> **TASKS AND EXERCISES**
1. Summarize the press release about the Tran Trong Vu exhibition in two sentences.
2. According to the press release about the Tran Trong Vu exhibition, where and in what year was the artist born?
3. Rewrite the press release about the Tran Trong Vu exhibition from "Tran Trong Vu is" to "of Vietnamese culture.", substituting "dissident writer" for "revolutionary writer".

> **TEXT FOR ANALYSIS**
▼

Vietnamese artist Tran Trong Vu’s paintings on plastic entice visitors to explore, interact at ASU Art Museum exhibition

TEMPE, Ariz. – Nearly 100 life-sized Asian figures painted on transparent plastic will create a labyrinth for visitors to the Arizona State University Art Museum during the exhibition Blue Memory: Paintings by Tran Trong Vu, held Feb. 7 – May 1, 2004

Tran Trong Vu is a Vietnamese expatriate living in Paris who was the youngest son of Tran Dan, a revolutionary writer and poet of the 1940s and ’50s who was jailed and then lived under virtual house arrest the remainder of his life. Vu was deeply influenced by his father’s work and has created bold paintings that reflect the westernization of Vietnamese culture. 

“Vu’s striking paintings of schematic figures on suspended sheets of plastic explore what it means to be Asian and Vietnamese within the context of an increasingly westernized global culture,” says Heather Sealy Lineberry, senior curator. Lineberry planned the exhibit with ASU humanities professor Dr. Nora Taylor, a scholar of Southeast Asian art. “Vu’s work reflects not only the westernization of Vietnamese life, but the way Asian culture is viewed by the West – as a monolithic culture instead of a diverse reality.” 

Born in Hanoi in 1964, Vu studied at the Hanoi University of Fine Arts from 1982 to 1987. In 1989 he was awarded a scholarship to the Ecole Nationale des Beaux-Arts in Paris and remained in Paris to live and work, visiting Vietnam infrequently. Vu describes the Blue Memoryexhibit as a play on the ambiguity of memory – historical, emotional and political.

▲

> **INFORMATION SUPPLIED**
▼

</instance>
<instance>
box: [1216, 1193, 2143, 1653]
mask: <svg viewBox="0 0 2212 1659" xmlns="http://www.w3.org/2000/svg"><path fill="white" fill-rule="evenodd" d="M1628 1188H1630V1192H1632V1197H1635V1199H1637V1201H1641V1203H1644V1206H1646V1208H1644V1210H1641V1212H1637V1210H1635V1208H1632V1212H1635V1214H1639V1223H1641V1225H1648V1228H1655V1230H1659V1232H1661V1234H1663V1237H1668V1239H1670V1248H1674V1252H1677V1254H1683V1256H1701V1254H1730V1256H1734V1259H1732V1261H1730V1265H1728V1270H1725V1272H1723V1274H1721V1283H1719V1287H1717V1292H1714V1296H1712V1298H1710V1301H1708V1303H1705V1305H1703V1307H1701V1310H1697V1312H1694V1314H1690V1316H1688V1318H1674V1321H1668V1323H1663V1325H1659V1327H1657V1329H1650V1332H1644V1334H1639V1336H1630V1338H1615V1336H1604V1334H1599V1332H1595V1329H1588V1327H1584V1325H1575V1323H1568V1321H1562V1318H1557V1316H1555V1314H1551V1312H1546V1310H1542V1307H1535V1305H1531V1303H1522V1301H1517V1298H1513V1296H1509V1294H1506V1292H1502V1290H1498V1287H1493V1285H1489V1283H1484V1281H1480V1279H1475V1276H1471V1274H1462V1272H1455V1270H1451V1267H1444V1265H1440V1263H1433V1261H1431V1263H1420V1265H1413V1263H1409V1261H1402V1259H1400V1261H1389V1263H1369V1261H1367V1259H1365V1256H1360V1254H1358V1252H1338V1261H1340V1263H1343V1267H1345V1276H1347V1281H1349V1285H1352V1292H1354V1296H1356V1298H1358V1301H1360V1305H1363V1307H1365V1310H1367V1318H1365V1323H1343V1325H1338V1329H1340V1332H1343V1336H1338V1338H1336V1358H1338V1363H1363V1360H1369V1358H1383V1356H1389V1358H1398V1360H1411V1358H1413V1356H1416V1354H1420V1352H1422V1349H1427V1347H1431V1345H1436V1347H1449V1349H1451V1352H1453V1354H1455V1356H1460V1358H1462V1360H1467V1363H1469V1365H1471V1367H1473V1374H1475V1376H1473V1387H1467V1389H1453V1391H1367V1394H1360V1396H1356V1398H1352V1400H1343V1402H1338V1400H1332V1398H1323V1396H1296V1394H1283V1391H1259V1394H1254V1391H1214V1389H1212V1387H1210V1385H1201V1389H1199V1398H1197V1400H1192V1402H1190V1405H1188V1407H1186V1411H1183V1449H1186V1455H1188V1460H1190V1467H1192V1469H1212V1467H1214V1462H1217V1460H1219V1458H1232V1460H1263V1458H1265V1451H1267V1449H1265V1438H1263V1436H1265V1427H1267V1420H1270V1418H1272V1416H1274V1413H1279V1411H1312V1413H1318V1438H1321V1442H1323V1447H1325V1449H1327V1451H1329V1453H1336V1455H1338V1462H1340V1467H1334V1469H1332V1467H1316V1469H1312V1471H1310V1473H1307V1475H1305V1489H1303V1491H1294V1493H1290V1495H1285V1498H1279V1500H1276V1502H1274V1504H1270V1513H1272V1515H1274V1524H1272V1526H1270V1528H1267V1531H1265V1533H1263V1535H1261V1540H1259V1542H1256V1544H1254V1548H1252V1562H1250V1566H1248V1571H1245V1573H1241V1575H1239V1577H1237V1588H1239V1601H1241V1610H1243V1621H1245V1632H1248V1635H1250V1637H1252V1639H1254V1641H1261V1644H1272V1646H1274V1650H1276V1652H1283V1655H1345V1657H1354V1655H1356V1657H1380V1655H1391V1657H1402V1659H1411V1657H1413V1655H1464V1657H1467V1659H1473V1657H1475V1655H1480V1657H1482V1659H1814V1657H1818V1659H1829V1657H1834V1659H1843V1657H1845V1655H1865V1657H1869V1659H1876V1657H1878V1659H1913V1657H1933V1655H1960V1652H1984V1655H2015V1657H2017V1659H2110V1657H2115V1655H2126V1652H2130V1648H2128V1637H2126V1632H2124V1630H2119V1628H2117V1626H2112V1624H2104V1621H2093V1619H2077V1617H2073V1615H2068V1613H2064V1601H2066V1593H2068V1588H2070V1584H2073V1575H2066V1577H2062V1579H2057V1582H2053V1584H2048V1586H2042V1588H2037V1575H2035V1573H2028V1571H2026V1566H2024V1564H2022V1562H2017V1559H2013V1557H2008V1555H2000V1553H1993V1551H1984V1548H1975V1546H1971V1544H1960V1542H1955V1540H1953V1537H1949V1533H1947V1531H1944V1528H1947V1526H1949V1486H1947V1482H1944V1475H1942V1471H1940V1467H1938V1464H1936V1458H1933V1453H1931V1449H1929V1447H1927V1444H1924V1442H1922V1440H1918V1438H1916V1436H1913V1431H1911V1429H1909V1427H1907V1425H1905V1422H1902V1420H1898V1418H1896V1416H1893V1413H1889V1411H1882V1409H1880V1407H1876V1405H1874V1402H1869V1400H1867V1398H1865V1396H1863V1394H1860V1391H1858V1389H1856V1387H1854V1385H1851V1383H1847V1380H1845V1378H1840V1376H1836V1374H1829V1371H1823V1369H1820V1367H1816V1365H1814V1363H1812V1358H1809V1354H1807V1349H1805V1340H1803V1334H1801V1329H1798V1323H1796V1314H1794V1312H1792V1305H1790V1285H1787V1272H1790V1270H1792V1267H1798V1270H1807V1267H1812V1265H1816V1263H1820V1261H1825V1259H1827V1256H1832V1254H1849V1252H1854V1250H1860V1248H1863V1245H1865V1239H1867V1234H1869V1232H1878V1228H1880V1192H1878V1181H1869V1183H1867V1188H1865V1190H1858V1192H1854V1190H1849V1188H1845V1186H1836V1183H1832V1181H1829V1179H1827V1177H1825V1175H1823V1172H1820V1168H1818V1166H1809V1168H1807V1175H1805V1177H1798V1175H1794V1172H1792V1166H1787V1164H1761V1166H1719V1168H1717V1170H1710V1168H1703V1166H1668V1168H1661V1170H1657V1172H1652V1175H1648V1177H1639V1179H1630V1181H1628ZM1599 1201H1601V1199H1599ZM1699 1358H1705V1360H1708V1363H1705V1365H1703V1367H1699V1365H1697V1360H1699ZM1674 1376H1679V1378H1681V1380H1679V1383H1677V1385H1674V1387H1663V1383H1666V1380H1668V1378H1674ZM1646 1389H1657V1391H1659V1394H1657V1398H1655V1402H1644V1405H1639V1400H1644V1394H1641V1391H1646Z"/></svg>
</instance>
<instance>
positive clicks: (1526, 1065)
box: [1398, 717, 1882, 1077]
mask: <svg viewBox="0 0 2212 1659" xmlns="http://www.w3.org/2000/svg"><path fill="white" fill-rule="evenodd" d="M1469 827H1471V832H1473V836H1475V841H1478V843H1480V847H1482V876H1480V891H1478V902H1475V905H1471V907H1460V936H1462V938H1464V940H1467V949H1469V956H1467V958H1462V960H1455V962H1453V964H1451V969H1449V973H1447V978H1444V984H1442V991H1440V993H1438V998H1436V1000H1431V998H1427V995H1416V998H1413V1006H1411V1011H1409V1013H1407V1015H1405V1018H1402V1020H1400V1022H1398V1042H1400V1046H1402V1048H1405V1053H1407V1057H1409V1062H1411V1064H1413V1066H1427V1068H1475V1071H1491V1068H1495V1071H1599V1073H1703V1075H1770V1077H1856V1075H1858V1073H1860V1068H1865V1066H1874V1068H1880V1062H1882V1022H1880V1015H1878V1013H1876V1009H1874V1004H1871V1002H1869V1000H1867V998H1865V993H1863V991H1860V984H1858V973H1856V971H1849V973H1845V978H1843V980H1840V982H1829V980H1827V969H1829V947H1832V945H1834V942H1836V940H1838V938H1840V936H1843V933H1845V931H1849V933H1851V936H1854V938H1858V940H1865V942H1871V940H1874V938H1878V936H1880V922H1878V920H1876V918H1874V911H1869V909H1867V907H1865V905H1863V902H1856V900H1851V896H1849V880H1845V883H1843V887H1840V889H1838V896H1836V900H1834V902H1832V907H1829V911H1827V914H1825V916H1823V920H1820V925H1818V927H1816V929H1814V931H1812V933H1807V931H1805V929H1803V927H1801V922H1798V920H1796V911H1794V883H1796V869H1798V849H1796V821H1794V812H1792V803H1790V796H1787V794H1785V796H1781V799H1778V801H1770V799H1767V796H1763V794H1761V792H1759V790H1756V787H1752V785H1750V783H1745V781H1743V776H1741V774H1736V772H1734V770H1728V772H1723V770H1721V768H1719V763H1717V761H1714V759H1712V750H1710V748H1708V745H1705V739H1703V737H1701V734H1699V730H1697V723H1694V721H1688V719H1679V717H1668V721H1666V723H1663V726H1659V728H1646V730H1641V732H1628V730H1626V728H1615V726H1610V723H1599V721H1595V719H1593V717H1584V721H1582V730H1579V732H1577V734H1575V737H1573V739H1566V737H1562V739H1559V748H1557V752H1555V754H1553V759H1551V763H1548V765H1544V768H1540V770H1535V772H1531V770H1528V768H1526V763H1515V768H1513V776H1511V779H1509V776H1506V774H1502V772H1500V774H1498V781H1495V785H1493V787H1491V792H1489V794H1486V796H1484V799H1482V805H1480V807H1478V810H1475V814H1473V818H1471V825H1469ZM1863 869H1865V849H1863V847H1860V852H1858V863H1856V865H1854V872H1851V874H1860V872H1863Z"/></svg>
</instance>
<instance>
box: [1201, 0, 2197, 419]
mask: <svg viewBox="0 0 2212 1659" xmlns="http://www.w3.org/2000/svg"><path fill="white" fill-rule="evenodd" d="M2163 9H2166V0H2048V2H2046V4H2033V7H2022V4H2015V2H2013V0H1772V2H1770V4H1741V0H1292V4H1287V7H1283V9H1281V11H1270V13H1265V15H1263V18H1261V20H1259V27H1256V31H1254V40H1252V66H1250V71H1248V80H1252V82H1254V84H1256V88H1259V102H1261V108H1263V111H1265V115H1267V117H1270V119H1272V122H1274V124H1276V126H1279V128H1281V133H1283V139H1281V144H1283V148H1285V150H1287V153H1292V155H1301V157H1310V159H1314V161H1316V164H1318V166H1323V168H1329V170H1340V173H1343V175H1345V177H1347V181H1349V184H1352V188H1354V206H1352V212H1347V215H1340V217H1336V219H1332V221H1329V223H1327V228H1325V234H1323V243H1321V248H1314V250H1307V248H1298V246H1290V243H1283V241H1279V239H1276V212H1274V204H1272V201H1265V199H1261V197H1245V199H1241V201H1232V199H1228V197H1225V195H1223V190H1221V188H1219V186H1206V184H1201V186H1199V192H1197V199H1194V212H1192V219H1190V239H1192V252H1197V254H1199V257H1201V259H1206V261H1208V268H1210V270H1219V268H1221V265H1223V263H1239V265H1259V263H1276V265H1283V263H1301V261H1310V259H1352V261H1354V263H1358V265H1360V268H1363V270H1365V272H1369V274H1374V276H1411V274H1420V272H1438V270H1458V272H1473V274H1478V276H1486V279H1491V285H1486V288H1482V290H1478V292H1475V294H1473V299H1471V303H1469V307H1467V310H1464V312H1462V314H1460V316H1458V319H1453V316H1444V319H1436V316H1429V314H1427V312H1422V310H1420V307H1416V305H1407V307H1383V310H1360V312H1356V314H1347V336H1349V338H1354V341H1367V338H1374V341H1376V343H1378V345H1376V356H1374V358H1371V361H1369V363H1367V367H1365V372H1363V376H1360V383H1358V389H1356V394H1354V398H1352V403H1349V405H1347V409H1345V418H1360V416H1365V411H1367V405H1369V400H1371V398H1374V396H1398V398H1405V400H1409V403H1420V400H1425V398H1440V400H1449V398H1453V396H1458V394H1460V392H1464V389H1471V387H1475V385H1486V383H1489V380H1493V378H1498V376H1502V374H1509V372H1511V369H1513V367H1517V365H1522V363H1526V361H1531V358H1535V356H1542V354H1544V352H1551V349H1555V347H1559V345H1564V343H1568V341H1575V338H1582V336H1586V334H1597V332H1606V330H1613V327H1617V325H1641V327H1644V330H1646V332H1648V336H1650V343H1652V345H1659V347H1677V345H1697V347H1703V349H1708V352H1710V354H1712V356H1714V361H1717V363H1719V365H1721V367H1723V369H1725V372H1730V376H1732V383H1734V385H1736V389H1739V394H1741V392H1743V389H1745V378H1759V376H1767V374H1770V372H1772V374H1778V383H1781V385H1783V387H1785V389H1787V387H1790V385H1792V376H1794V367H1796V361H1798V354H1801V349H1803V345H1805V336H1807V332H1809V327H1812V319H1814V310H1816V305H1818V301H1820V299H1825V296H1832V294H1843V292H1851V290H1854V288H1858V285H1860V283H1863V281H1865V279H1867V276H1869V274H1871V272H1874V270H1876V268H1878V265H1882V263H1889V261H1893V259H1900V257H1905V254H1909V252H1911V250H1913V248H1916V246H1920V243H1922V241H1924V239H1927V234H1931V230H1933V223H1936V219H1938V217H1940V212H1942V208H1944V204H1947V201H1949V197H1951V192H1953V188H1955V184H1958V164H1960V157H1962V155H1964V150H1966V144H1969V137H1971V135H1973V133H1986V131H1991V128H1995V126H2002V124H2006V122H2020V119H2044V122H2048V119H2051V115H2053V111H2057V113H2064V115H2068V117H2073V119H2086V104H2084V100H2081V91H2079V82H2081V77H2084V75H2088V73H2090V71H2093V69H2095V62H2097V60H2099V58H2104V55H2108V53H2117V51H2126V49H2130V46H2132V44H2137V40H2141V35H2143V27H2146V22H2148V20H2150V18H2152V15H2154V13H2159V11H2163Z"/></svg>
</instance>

▲

> **ANSWER SECTION**
1. The ASU Art Museum exhibition Blue Memory, held Feb. 7 – May 1, 2004, features nearly 100 life-sized Asian figures painted on transparent plastic that create a labyrinth for visitors. Tran Trong Vu is a Vietnamese expatriate living in Paris and the youngest son of the writer and poet Tran Dan, and his paintings reflect the westernization of Vietnamese culture, while he describes the exhibit as a play on the ambiguity of memory.

2. He was born in Hanoi in 1964.

3.
Tran Trong Vu is a Vietnamese expatriate living in Paris who was the youngest son of Tran Dan, a dissident writer and poet of the 1940s and ’50s who was jailed and then lived under virtual house arrest the remainder of his life. Vu was deeply influenced by his father’s work and has created bold paintings that reflect the westernization of Vietnamese culture.